━━ Page extract ━━

Discussion and Conclusions

The results above suggest the presence of significant bettor biases in the NFL betting market that are both persistent and predictable. Bettors behave much like fans; they tend to place wagers on the best teams and on the outcome of a high total score (the over). A preference for betting on the best teams manifests itself as a preference for favorites overall (with bigger favorites attracting even a higher percentage of the betting action) and for road favorites in particular. The best teams in the league are typically the only teams able to overcome an opponent's home field advantage and become listed as favorites when they are the away team. In addition, it appears that bettors underestimate the impact of the home field advantage, as every team in the league received a higher percentage of bets as an away team than they did as a home team. The home-underdog bias is a straightforward combination of fans preferring the best teams (and higher scoring) and a systematic undervaluation of the impact of home field.

Although the home-underdog bias was shown to be profitable in the past, recent studies (including this one) do not find profitability from wagering on home underdogs. In our analysis of data from the 2005-2011 NFL seasons, home underdogs actually underperformed, winning only 48.35% of their games against the point spread, despite the huge betting bias toward road favorites. This is likely due to the balanced-book model not describing bookmaker's decisions. If sports books allow betting imbalances, but price as a forecast of game outcomes, the null hypothesis of efficient markets will not be rejected, despite clear behavioral biases in the market, as shown in this study.

Given past successes of wagering strategies based on betting home underdogs and the overall findings of Dare and Dennis (2011), it is possible that a key element in this market has changed over time. Assuming constant tastes and preferences (Stigler & Becker, 1977), meaning that, in general, bettors (like fans) have always preferred to bet on the best teams and high-scoring games, we consider the possibility that the pricing strategies of sports books have changed over time. Due to relative price changes in the market, it is possible that sports books priced differently in the past (especially 1970s through part of the 1990s) than they do today. If this is the case, profitable strategies may have existed in the past but have changed due to the nature of sports book pricing.

There may be good reason to believe that sports books have changed how they set and move point spreads over time, due largely to advances in technology, increased access to information, and increased competition in the betting market. The dramatic decline in the cost of historical and current information, driven by the adoption of the internet and the reduction in costs of data storage and retrieval, as well as hardware and software, make it easier for bettors and sports books to access and analyze information. It is now quick and easy for an individual to back-test betting strategies, learn information about teams and players, and know the opinions of a number of expert prognosticators each weekend. Some of the imbalances in betting flows may actually be fueled or accelerated by disproportionate coverage from online, radio, and television sources that may drive the actions of uninformed bettors.

While technology has improved the information available to sports book managers, it has also improved the information available to informed bettors. If informed bettors have either become more numerous or their forecasting accuracy has increased, this also naturally drives sports books to price as an optimal forecast of game outcomes due to the actions of this small group of bettors. Under this scenario, the preferences of a large group of uninformed bettors in a betting market could generate clear behavioral biases toward the best teams and the over, and closing point spreads and totals that are still unbiased forecasts of game outcomes.

━━━
━━ Extracted material ━━

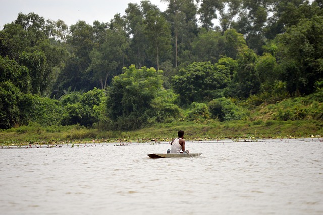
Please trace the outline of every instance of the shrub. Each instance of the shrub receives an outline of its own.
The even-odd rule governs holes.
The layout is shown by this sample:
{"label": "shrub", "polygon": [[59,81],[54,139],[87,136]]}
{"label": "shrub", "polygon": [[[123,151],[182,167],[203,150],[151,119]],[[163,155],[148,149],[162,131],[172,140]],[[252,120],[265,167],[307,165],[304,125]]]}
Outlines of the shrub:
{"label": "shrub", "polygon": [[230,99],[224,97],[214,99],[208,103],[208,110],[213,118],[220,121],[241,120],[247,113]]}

━━━
━━ Extracted material ━━

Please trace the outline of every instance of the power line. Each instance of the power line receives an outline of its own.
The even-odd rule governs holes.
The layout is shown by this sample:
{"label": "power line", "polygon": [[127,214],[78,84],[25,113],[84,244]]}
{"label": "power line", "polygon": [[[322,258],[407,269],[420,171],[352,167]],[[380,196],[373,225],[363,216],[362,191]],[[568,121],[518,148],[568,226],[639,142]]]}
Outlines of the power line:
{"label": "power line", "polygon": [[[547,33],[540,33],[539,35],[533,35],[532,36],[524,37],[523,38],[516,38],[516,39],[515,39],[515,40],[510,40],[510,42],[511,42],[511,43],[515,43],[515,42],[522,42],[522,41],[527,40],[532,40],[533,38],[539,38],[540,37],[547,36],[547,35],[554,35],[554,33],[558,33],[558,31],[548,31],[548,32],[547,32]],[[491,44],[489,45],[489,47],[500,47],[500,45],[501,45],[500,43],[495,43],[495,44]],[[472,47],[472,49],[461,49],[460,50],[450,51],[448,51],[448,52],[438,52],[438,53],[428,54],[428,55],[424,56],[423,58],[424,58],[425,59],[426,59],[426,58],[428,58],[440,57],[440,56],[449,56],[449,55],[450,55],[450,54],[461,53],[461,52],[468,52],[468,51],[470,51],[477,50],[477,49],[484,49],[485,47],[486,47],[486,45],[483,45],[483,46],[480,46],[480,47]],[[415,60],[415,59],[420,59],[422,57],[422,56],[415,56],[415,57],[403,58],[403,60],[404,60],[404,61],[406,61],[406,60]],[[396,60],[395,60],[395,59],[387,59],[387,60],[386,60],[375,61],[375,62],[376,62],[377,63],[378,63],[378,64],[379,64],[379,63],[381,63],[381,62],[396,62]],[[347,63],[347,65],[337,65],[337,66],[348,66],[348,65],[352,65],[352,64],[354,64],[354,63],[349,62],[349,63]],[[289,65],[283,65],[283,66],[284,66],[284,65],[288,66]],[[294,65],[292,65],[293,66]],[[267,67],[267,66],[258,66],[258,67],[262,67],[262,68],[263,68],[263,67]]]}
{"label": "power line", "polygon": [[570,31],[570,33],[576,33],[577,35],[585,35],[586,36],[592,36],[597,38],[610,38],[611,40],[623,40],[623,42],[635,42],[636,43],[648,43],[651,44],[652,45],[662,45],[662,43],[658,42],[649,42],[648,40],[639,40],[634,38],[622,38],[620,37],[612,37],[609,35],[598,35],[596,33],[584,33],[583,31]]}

━━━

Your tasks
A. Answer these questions about the NFL betting discussion:
(i) On which two things do bettors tend to place wagers?
(ii) In the 2005-2011 NFL seasons, what percentage of their games against the point spread did home underdogs win?
(iii) What three factors are named as reasons sports books may have changed how they set and move point spreads?
B. Can you copy the stretch of the NFL betting discussion from "Although the home-underdog" through "in this study." word for word?
C. What does the NFL betting discussion say, summed up in two sentences?

Written responses
A.
(i) The best teams and the outcome of a high total score (the over).
(ii) 48.35%.
(iii) Advances in technology, increased access to information, and increased competition in the betting market.

B.
Although the home-underdog bias was shown to be profitable in the past, recent studies (including this one) do not find profitability from wagering on home underdogs. In our analysis of data from the 2005-2011 NFL seasons, home underdogs actually underperformed, winning only 48.35% of their games against the point spread, despite the huge betting bias toward road favorites. This is likely due to the balanced-book model not describing bookmaker's decisions. If sports books allow betting imbalances, but price as a forecast of game outcomes, the null hypothesis of efficient markets will not be rejected, despite clear behavioral biases in the market, as shown in this study.

C. NFL bettors show persistent, predictable biases: they favor the best teams and the over and underestimate home field advantage, yet home underdogs won only 48.35% of their games against the point spread in 2005-2011. The likely reason is that sports books price point spreads as forecasts of game outcomes rather than to balance their books, a pricing approach that may have changed over time with advances in technology, greater access to information, and increased competition.